→ **RECORDS SUPPLIED**
"""

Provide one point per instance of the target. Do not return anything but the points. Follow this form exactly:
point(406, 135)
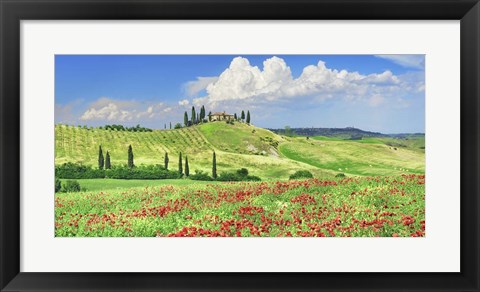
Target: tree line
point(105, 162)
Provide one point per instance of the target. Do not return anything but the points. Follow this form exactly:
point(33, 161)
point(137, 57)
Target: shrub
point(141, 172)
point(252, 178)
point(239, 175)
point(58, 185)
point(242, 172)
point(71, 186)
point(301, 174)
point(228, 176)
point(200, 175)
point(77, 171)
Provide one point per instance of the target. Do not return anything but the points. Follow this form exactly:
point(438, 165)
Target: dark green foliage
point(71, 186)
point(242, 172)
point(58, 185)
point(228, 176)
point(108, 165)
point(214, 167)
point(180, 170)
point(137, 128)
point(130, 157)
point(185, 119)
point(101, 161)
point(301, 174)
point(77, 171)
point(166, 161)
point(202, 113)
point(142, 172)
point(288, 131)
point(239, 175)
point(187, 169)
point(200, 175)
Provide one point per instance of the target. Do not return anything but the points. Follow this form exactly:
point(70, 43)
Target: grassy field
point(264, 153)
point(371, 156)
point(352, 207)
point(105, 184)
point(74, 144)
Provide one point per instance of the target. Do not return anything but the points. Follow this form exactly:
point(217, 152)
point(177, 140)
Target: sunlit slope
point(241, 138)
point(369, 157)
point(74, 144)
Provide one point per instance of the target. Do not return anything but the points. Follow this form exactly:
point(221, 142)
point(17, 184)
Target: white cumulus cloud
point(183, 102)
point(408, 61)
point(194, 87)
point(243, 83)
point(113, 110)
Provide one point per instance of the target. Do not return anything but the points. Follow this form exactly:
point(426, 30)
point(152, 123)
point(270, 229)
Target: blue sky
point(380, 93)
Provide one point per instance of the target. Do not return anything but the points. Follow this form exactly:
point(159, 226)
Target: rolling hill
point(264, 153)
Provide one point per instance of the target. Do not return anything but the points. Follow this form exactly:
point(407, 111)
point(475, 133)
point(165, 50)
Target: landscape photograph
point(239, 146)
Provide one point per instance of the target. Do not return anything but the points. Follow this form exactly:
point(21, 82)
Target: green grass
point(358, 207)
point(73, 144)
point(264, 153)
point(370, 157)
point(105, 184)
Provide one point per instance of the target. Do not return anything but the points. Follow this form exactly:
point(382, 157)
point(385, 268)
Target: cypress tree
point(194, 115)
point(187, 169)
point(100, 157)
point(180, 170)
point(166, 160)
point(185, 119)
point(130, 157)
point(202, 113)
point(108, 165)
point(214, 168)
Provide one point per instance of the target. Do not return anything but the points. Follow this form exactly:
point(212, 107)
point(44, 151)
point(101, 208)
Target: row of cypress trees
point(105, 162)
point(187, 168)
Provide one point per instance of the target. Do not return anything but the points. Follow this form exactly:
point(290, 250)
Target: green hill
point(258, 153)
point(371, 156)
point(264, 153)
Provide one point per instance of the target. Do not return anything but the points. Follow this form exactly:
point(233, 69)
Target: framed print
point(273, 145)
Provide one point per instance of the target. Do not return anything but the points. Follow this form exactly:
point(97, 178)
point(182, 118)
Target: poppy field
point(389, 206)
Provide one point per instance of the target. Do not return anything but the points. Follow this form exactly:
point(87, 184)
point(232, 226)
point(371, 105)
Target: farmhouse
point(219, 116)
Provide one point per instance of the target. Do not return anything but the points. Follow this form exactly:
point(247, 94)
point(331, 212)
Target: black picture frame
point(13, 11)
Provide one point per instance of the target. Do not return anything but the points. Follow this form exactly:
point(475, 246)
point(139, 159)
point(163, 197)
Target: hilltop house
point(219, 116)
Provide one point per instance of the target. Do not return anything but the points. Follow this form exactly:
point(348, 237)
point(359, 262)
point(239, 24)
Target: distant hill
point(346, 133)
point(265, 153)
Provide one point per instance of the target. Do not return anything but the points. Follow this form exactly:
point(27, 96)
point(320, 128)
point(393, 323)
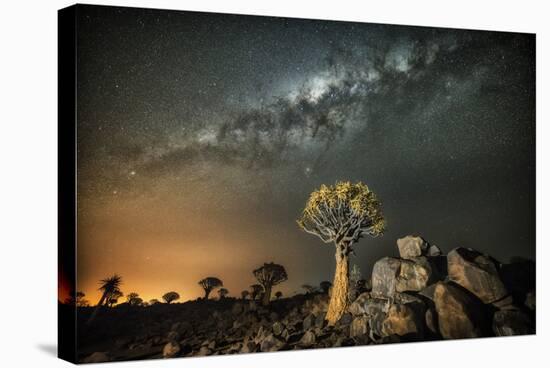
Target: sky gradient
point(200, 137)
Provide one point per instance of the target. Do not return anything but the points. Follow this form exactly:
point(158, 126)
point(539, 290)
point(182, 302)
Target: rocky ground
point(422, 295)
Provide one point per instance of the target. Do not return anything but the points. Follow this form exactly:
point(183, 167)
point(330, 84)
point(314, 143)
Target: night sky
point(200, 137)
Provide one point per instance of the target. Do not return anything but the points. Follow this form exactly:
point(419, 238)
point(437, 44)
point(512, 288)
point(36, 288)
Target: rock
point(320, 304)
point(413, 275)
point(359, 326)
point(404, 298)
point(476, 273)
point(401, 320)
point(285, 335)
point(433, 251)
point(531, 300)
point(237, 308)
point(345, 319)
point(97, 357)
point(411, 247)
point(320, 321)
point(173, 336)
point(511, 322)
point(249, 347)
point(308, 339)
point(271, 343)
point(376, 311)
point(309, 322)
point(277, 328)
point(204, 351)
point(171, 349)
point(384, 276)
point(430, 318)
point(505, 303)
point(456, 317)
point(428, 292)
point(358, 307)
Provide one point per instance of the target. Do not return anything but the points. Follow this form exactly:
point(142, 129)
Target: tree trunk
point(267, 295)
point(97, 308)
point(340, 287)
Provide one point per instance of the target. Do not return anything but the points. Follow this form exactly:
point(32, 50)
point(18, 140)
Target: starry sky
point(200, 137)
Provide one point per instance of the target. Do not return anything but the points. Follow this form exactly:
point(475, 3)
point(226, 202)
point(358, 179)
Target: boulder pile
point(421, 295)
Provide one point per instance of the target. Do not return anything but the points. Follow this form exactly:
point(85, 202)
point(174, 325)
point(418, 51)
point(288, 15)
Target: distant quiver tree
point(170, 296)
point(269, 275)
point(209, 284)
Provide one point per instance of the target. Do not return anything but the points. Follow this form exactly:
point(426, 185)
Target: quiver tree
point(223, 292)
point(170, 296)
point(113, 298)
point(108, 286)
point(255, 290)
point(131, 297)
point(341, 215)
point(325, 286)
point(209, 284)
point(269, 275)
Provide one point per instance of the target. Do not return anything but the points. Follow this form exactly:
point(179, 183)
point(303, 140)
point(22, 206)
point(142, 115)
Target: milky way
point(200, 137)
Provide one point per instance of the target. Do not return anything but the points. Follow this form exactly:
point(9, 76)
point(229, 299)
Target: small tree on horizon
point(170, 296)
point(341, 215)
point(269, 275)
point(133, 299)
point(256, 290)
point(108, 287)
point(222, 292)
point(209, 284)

"""

→ **EXERCISE**
Repeat the material above verbatim. Leave the pictures behind.

→ **EXPECTED OUTPUT**
Provide one point per instance of the target. Do not return anything but the points. Follow this form exactly:
point(406, 135)
Target: tree line
point(105, 162)
Provide one point per instance of the target. Do not return anything but the points. Follow this form exactly:
point(33, 161)
point(137, 57)
Target: shrub
point(141, 172)
point(252, 178)
point(239, 175)
point(58, 185)
point(242, 172)
point(71, 186)
point(301, 174)
point(228, 176)
point(200, 175)
point(77, 171)
Provide one point per instance of the target. Do not return anything but the points. Follow this form exactly:
point(438, 165)
Target: dark green foliage
point(71, 186)
point(242, 172)
point(58, 185)
point(228, 176)
point(108, 165)
point(214, 167)
point(180, 170)
point(137, 128)
point(130, 157)
point(185, 119)
point(101, 161)
point(301, 174)
point(77, 171)
point(166, 161)
point(202, 113)
point(142, 172)
point(288, 131)
point(239, 175)
point(187, 169)
point(200, 175)
Provide one point per instance of the target. Do not return anything but the points. Follow this form exactly:
point(70, 43)
Target: grassy field
point(264, 153)
point(371, 156)
point(352, 207)
point(105, 184)
point(74, 144)
Provide one point per instance of the target. Do not return anything but the points. Follow this form exactly:
point(217, 152)
point(177, 140)
Target: sunlit slope
point(241, 138)
point(369, 157)
point(74, 144)
Provide one point per instance of the target. Do not return anything but the points. Follow this form exactly:
point(221, 142)
point(17, 184)
Target: white cumulus cloud
point(183, 102)
point(408, 61)
point(194, 87)
point(243, 83)
point(113, 110)
Provide one point per instance of the target. Do not return anything but the points. Follow this form exactly:
point(426, 30)
point(152, 123)
point(270, 229)
Target: blue sky
point(380, 93)
Provide one point per instance of the target. Do not return anything but the points. Follow this form exactly:
point(159, 226)
Target: rolling hill
point(264, 153)
Provide one point per instance of the target. Do not return anything but the points. Follow this form exactly:
point(407, 111)
point(475, 133)
point(165, 50)
Target: landscape photograph
point(239, 146)
Provide one point per instance of the target. Do not return anything but the points. Follow this form exactly:
point(21, 82)
Target: green grass
point(358, 207)
point(73, 144)
point(264, 153)
point(370, 157)
point(105, 184)
Provide one point per instance of the target. Do not return anything but the points. Follow this form exactly:
point(382, 157)
point(385, 268)
Target: cypress tree
point(194, 115)
point(187, 169)
point(100, 157)
point(180, 170)
point(166, 160)
point(185, 119)
point(130, 157)
point(202, 113)
point(108, 165)
point(214, 168)
Provide one point per instance of the target. Do not return anything but the points. Follow this form exactly:
point(212, 107)
point(44, 151)
point(101, 208)
Target: row of cypress trees
point(105, 162)
point(187, 168)
Provide one point per instance of the target. Do not return anything but the points. Follow this form exactly:
point(290, 250)
Target: green hill
point(258, 153)
point(371, 156)
point(264, 153)
Provide one point per instance of the target. Do not return anything but the points. Follow this form exactly:
point(233, 69)
Target: framed print
point(273, 145)
Provide one point per instance of the target. Do not return anything but the points. Follow this form exactly:
point(97, 178)
point(182, 118)
Target: poppy field
point(389, 206)
Provide one point per instance of the target. Do not return anything but the points. Follow this form exactly:
point(87, 184)
point(232, 226)
point(371, 105)
Target: farmhouse
point(219, 116)
Provide one point per instance of the target. Do not return anything but the points. Follow this form exactly:
point(247, 94)
point(331, 212)
Target: black picture frame
point(13, 11)
Provide one point per instance of the target. Do not return anything but the points. Follow this form exactly:
point(475, 246)
point(139, 159)
point(163, 197)
Target: hilltop house
point(219, 116)
Provide one point per instance of the target. Do not return anything but the points. Follow this form exactly:
point(348, 237)
point(359, 262)
point(239, 24)
Target: distant hill
point(346, 133)
point(265, 153)
Provide one point per instance of the target. Do not return anything but the points. Follow this form exactly:
point(27, 96)
point(320, 128)
point(393, 323)
Target: sky gradient
point(200, 137)
Provide one point per instance of the target. Do not return anything but the points. Follow this form exactly:
point(158, 126)
point(539, 290)
point(182, 302)
Target: rocky ground
point(422, 295)
Provide one point per instance of the target. Do not return anything but the points. Follow this form exactly:
point(183, 167)
point(330, 84)
point(314, 143)
Target: night sky
point(200, 137)
Provide one point per instance of the target. Do not return anything but the points. Follow this form exactly:
point(419, 238)
point(437, 44)
point(512, 288)
point(36, 288)
Target: rock
point(320, 304)
point(413, 275)
point(359, 326)
point(404, 298)
point(476, 273)
point(401, 320)
point(285, 335)
point(433, 251)
point(531, 300)
point(237, 308)
point(345, 319)
point(97, 357)
point(411, 247)
point(320, 321)
point(173, 336)
point(511, 322)
point(249, 347)
point(308, 339)
point(271, 343)
point(376, 311)
point(309, 322)
point(277, 328)
point(204, 351)
point(171, 349)
point(384, 276)
point(430, 318)
point(505, 303)
point(456, 317)
point(428, 292)
point(358, 307)
Provide one point per instance of the target. Do not return anything but the points. Follow this form exactly:
point(142, 129)
Target: tree trunk
point(267, 295)
point(97, 308)
point(340, 287)
Provide one point per instance of the target. Do not return anything but the points. Follow this form exactly:
point(32, 50)
point(18, 140)
Target: starry sky
point(200, 137)
Provide one point per instance of the target. Do not return anything but the points. Follow this form exactly:
point(475, 3)
point(226, 202)
point(358, 179)
Target: boulder pile
point(421, 295)
Provide one point per instance of the target. Do not return anything but the points. Follow this form exactly:
point(85, 202)
point(174, 325)
point(418, 51)
point(288, 15)
Target: distant quiver tree
point(170, 296)
point(269, 275)
point(209, 284)
Provide one point per instance of the target. Do not return anything but the points. Follow this form exactly:
point(426, 185)
Target: quiver tree
point(223, 292)
point(170, 296)
point(113, 298)
point(108, 286)
point(255, 290)
point(131, 297)
point(341, 215)
point(325, 286)
point(209, 284)
point(269, 275)
Provide one point per instance of the target. Do not return anything but the points. Follow this form exactly:
point(179, 183)
point(303, 140)
point(22, 206)
point(142, 115)
Target: milky way
point(200, 137)
Provide one point per instance of the target. Do not return anything but the points. Follow this form exactly:
point(9, 76)
point(229, 299)
Target: small tree on horizon
point(170, 296)
point(341, 215)
point(269, 275)
point(133, 299)
point(256, 290)
point(108, 287)
point(222, 292)
point(209, 284)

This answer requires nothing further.